AIM OF THE EXERCISE: Locate each line in the entries that contains the string "image", treating uppercase and lowercase as different, and copy those lines.

Start of MATERIAL FOR THIS TASK

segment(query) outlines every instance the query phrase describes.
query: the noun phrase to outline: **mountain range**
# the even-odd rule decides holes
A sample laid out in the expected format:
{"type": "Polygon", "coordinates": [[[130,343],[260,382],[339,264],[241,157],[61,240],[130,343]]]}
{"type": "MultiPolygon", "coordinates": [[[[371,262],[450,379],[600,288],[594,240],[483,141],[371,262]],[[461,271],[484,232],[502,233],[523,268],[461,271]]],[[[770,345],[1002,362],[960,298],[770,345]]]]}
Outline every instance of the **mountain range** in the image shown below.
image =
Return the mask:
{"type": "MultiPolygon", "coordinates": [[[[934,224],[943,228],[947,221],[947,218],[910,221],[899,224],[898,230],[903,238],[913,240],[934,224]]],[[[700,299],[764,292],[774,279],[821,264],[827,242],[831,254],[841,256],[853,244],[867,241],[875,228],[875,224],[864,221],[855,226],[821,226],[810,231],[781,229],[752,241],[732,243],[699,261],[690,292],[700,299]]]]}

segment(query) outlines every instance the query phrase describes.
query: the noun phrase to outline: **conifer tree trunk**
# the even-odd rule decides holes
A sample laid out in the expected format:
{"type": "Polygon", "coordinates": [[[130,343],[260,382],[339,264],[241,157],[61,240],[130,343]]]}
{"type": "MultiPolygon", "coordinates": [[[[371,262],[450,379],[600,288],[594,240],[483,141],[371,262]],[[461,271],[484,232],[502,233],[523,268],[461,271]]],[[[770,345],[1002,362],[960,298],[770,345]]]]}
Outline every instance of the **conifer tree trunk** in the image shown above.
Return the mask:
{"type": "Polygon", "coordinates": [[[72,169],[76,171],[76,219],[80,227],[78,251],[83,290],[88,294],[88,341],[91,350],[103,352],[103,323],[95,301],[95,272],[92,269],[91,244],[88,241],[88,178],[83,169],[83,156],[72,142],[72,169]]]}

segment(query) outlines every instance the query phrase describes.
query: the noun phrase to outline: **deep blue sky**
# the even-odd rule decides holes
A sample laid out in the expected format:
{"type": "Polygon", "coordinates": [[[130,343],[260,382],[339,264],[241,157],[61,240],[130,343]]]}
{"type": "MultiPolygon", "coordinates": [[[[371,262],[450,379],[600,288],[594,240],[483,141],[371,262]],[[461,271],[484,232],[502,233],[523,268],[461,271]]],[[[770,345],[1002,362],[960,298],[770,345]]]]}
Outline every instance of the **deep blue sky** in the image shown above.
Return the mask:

End of MATERIAL FOR THIS TASK

COMPLETED EXERCISE:
Outline every instance of the **mountain range** in the image shown below.
image =
Outline every instance of the **conifer tree trunk** in the image shown above.
Outline every instance of the **deep blue sky** in the image shown above.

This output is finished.